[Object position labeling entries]
┌──

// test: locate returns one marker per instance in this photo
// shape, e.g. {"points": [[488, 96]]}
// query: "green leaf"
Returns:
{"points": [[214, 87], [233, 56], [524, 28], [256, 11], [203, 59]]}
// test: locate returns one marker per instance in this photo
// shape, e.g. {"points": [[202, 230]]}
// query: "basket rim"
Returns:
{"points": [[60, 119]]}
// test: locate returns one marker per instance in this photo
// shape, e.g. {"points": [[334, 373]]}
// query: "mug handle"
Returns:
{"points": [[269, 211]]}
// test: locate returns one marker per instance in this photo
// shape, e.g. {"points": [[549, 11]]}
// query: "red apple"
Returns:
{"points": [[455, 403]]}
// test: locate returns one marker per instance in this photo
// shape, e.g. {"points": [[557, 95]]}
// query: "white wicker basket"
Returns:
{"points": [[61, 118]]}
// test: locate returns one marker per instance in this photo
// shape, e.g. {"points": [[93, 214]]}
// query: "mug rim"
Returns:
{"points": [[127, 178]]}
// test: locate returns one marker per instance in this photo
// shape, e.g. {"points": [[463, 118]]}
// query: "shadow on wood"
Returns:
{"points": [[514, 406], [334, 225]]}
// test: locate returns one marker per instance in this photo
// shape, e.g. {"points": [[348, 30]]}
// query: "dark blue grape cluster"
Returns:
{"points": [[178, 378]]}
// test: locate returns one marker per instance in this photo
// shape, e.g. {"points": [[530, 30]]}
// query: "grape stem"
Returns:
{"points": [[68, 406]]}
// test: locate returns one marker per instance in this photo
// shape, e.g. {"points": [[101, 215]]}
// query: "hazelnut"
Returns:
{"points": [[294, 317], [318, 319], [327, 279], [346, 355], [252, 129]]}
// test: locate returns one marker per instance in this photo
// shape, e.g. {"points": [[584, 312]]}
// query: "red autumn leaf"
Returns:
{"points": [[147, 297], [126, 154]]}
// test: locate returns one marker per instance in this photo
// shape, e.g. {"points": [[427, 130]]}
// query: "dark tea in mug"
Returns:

└──

### [PROBLEM DETAILS]
Can you restate every record above word for word?

### [SOLUTION TO THIS EXERCISE]
// test: locate returns one marker per instance in this photo
// shape, e.g. {"points": [[488, 96]]}
// query: "green leaf"
Returns:
{"points": [[214, 87], [233, 56], [524, 28], [256, 11], [203, 59]]}
// test: locate returns one marker per instance in this photo
// shape, e.g. {"points": [[202, 230]]}
// query: "basket rim"
Returns:
{"points": [[60, 119]]}
// test: locate returns one marker per instance in this photo
// shape, e.g. {"points": [[334, 373]]}
// query: "mug handle"
Returns:
{"points": [[269, 211]]}
// test: locate returns one marker per instance in this photo
// shape, e.g. {"points": [[549, 11]]}
// query: "red apple"
Returns:
{"points": [[455, 403]]}
// test: locate returns one marker per instance in this photo
// shape, e.g. {"points": [[557, 95]]}
// query: "white wicker basket"
Returns:
{"points": [[61, 118]]}
// test: locate returns one marker per instance in this photo
// shape, e.g. {"points": [[93, 214]]}
// query: "mug rim"
Returns:
{"points": [[127, 178]]}
// test: locate returns one marker per instance in this photo
// shape, e.g. {"points": [[463, 118]]}
// query: "shadow on wood"
Returns:
{"points": [[514, 406], [334, 225]]}
// test: locate returns one marker per instance in this photo
// shape, e.g. {"points": [[348, 30]]}
// query: "dark blue grape cluster"
Returns:
{"points": [[178, 378]]}
// test: locate returns one marker per instance in this photo
// shape, e.g. {"points": [[530, 30]]}
// query: "grape stem"
Returns:
{"points": [[68, 406]]}
// test: locate returns one marker per instance in this photo
// shape, e.g. {"points": [[101, 215]]}
// query: "hazelnut"
Returns:
{"points": [[294, 317], [318, 319], [327, 279], [346, 355], [252, 129]]}
// test: locate returns one marker per instance in this photo
// shape, e.g. {"points": [[584, 312]]}
// query: "red autumn leaf"
Returns:
{"points": [[147, 297], [126, 154]]}
// test: locate returns one marker per instance in this photo
// shape, e.g. {"points": [[427, 130]]}
// query: "dark tea in mug"
Returns:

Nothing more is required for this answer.